■ **What is needed**
The full set of entries is to be returned word for word.

#### Record extracts ####

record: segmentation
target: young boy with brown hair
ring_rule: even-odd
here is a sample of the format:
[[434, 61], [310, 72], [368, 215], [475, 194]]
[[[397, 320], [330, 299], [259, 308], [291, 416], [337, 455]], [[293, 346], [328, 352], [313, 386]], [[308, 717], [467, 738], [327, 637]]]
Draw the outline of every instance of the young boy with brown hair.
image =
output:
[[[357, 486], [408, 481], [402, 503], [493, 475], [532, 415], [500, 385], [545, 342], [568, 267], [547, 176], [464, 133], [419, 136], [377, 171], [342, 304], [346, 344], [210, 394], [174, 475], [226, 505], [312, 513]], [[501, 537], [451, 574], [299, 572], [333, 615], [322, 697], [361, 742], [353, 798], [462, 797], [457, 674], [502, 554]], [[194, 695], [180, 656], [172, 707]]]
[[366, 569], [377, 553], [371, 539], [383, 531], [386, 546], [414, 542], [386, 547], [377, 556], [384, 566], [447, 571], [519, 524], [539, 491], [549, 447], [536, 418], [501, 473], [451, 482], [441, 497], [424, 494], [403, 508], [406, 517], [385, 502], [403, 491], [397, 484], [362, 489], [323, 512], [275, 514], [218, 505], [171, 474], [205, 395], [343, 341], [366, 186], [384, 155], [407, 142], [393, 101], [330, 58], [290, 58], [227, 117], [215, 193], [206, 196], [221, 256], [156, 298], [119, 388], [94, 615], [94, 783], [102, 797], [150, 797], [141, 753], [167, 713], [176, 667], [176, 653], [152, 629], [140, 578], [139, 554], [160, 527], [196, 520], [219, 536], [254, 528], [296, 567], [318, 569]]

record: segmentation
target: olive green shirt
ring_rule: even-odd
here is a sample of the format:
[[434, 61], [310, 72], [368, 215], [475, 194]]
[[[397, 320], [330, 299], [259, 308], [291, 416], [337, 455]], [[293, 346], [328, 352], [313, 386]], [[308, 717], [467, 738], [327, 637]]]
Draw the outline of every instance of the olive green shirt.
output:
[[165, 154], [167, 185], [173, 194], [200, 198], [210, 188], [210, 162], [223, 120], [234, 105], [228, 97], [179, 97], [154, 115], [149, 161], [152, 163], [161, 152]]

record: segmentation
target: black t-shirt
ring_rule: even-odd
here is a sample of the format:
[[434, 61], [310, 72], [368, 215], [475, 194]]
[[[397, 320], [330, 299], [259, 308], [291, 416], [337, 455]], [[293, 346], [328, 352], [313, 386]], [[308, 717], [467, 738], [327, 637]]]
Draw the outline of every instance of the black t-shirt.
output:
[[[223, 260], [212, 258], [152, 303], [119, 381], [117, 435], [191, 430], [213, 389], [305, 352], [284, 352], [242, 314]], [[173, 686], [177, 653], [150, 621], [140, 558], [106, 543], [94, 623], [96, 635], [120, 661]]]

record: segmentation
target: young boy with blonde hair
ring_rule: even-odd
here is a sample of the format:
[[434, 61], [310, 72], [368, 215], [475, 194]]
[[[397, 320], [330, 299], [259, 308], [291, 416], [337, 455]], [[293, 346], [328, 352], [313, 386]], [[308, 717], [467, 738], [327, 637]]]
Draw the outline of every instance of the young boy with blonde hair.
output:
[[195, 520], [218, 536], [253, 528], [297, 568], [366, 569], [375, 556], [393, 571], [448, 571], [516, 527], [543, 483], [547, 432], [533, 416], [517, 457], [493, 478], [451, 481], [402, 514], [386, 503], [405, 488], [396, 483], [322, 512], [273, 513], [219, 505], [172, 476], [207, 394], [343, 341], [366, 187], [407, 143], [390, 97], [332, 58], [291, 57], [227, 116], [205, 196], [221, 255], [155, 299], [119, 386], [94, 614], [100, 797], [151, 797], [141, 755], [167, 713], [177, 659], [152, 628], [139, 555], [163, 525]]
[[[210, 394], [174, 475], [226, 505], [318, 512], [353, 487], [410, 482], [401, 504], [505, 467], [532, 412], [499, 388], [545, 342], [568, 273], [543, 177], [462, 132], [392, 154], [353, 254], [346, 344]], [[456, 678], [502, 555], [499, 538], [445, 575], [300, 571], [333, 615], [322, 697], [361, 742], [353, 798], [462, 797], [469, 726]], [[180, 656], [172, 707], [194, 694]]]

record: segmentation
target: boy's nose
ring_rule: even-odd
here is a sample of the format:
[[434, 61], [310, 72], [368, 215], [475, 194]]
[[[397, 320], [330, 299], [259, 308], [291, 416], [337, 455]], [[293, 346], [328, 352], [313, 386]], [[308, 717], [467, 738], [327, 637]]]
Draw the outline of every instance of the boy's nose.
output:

####

■ **Task output**
record: segmentation
target: young boy with brown hair
ring_rule: even-odd
here is a sample of the format:
[[434, 61], [310, 72], [368, 215], [475, 194]]
[[[397, 320], [330, 299], [259, 308], [291, 416], [337, 455]], [[293, 346], [328, 352], [313, 386]], [[308, 717], [467, 738], [327, 637]]]
Draw the outline of every instance of the young boy with brown hair.
image =
output:
[[[357, 486], [408, 481], [402, 503], [493, 475], [532, 415], [500, 385], [545, 342], [568, 267], [547, 176], [464, 133], [419, 136], [377, 171], [342, 304], [346, 344], [210, 394], [174, 475], [226, 505], [312, 513]], [[501, 537], [451, 574], [299, 572], [333, 615], [322, 697], [361, 742], [353, 798], [462, 797], [457, 674], [502, 554]], [[194, 695], [180, 656], [172, 707]]]
[[366, 569], [377, 553], [371, 539], [383, 531], [386, 546], [414, 542], [386, 547], [377, 556], [384, 566], [447, 571], [519, 524], [539, 491], [549, 447], [536, 418], [501, 473], [451, 482], [441, 497], [424, 494], [403, 508], [406, 517], [385, 502], [403, 491], [397, 484], [362, 489], [323, 512], [275, 514], [218, 505], [171, 474], [205, 395], [343, 341], [366, 186], [384, 155], [407, 142], [393, 101], [330, 58], [290, 58], [227, 117], [215, 193], [206, 196], [221, 256], [156, 298], [119, 388], [94, 615], [94, 783], [102, 797], [150, 797], [141, 753], [167, 713], [176, 667], [176, 653], [152, 629], [140, 578], [139, 554], [160, 527], [196, 520], [219, 536], [254, 528], [296, 567], [318, 569]]

record: segmentation
target: olive green shirt
ring_rule: even-odd
here is a sample of the format:
[[434, 61], [310, 72], [368, 215], [475, 194]]
[[[397, 320], [330, 299], [259, 308], [291, 416], [337, 455]], [[293, 346], [328, 352], [313, 386]], [[308, 717], [467, 738], [327, 637]]]
Draw the outline of every instance of the olive green shirt.
output:
[[165, 154], [167, 185], [173, 194], [200, 198], [210, 188], [210, 162], [223, 120], [234, 105], [228, 97], [179, 97], [154, 115], [149, 161], [152, 163], [161, 152]]

record: segmentation
target: black t-shirt
ring_rule: even-odd
here is a sample of the format:
[[434, 61], [310, 72], [368, 215], [475, 194]]
[[[397, 320], [330, 299], [259, 308], [291, 416], [337, 455]], [[293, 346], [328, 352], [313, 386]], [[308, 717], [467, 738], [327, 637]]]
Draw the outline of every instance of the black t-shirt.
output:
[[[223, 260], [212, 258], [152, 303], [119, 381], [117, 435], [191, 430], [213, 389], [305, 352], [284, 352], [242, 314]], [[173, 686], [177, 653], [150, 621], [140, 558], [106, 543], [94, 623], [96, 635], [120, 661]]]

record: segmentation
target: young boy with blonde hair
ring_rule: even-odd
here is a sample of the format:
[[434, 61], [310, 72], [368, 215], [475, 194]]
[[[397, 320], [330, 299], [259, 308], [291, 416], [337, 455]], [[293, 346], [328, 352], [313, 386]], [[308, 717], [467, 738], [327, 637]]]
Draw the outline of every instance of the young boy with blonde hair.
output:
[[195, 520], [218, 536], [253, 528], [297, 568], [366, 569], [375, 556], [393, 571], [448, 571], [516, 527], [543, 483], [547, 432], [533, 416], [517, 457], [493, 478], [451, 481], [402, 514], [386, 503], [405, 488], [396, 483], [322, 512], [273, 513], [219, 505], [172, 476], [207, 394], [343, 341], [366, 187], [407, 143], [390, 97], [332, 58], [291, 57], [227, 116], [205, 196], [221, 255], [155, 299], [119, 386], [94, 614], [100, 797], [151, 797], [141, 755], [167, 713], [177, 659], [152, 628], [139, 555], [163, 525]]
[[[210, 394], [174, 475], [226, 505], [318, 512], [353, 487], [410, 482], [401, 504], [505, 467], [532, 412], [499, 388], [545, 342], [568, 273], [543, 177], [462, 132], [392, 154], [353, 254], [346, 344]], [[456, 678], [502, 555], [499, 538], [445, 575], [300, 571], [333, 615], [322, 697], [361, 742], [353, 798], [462, 797], [469, 726]], [[180, 656], [172, 707], [194, 694]]]

record: segmentation
target: boy's nose
ring_rule: even-odd
here is a sample of the format:
[[434, 61], [310, 72], [368, 215], [475, 194]]
[[[397, 320], [330, 299], [259, 308], [291, 416], [337, 455]], [[293, 346], [328, 352], [313, 386]], [[308, 717], [467, 738], [327, 637]]]
Draw the outline of every instance of the boy's nose.
output:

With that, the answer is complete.